-- Start --

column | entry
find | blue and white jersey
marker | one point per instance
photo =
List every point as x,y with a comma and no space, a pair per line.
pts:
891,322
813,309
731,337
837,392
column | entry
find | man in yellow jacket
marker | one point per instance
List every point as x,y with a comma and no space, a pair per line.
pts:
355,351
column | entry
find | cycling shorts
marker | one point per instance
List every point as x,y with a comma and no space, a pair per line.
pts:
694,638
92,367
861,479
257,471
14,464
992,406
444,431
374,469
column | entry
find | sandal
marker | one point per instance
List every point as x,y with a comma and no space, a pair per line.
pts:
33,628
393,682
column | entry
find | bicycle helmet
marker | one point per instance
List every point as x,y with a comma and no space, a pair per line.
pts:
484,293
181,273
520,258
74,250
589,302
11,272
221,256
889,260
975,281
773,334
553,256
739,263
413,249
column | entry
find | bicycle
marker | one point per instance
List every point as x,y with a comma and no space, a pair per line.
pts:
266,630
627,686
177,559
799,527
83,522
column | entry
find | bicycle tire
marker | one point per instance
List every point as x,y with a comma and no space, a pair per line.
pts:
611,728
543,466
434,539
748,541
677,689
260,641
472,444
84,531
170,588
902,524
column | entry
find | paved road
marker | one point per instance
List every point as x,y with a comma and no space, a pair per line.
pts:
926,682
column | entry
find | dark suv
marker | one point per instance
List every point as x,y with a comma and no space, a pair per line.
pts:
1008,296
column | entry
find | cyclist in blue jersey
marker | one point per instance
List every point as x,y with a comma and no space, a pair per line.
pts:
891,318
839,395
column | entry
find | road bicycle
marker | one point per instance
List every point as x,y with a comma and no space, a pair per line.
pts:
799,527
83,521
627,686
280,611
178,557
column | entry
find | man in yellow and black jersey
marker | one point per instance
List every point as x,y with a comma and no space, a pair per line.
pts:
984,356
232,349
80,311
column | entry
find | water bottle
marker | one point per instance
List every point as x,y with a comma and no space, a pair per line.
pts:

-- End --

[What is needed] Recopy the whole listing exactly.

[Task response]
column | entry
find | blue and white jersey
marker | one point per instance
photo =
List every point as x,y with a comma and no space, a pair per line.
pts:
891,322
813,309
731,337
837,392
column | entry
find | man in yellow jacket
marker | one point per instance
List every point as x,y with a comma and no space, a pair per line.
pts:
355,351
column | entry
find | cycling shorts
marker | one point per instance
List every point as x,y with a comma and no space, a pair per line.
pts:
694,638
92,367
861,479
257,471
14,464
992,406
444,431
374,469
column | entry
find | sandal
marker | one point per instance
List every point as x,y with a comma and no space, a pair per line.
pts:
33,628
393,682
column | entry
find | bicycle helmet
marker | one point per instance
List every point as x,y with a comma and no space, a pair per line.
pts:
484,293
181,273
520,258
74,250
589,302
11,272
221,256
889,260
975,281
773,334
553,256
739,263
413,249
column | entry
find | bicycle
marker | one point per instance
List every point as x,y with a comma and no space, a pair per line.
pts:
266,630
627,686
177,559
799,527
83,522
column | entry
find | bicycle tire
marker | one point per instance
List every point as x,y with a comma and no space, a pair per line.
pts:
611,728
543,466
434,539
748,541
677,689
260,641
472,444
84,531
170,588
902,524
column | entry
find | paved road
marker | one point per instance
List every point as x,y with a comma and no space, a pair per line.
pts:
926,682
column | entry
find | dark suv
marker | one point per instance
List every point as x,y with a comma and no space, a pair per line.
pts:
1008,296
column | entry
find | cyclist in blue jersey
marker | one point per instance
List every point as x,y with a comma and no space, a pair per line.
pts:
891,318
839,395
column | entry
find | road bicycle
marker | one point per instance
List every point as x,y with a comma and no space, a pair per line.
pts:
799,527
83,521
627,686
280,611
178,557
column | entry
find | man in yellow and black jersey
marker | one point per instance
List every point as x,y with a comma and no space, a pair per line.
pts:
984,356
232,349
80,311
column | entry
find | water bottle
marker | one point per instance
List every point as x,y with a comma and no space, a pair per line.
pts:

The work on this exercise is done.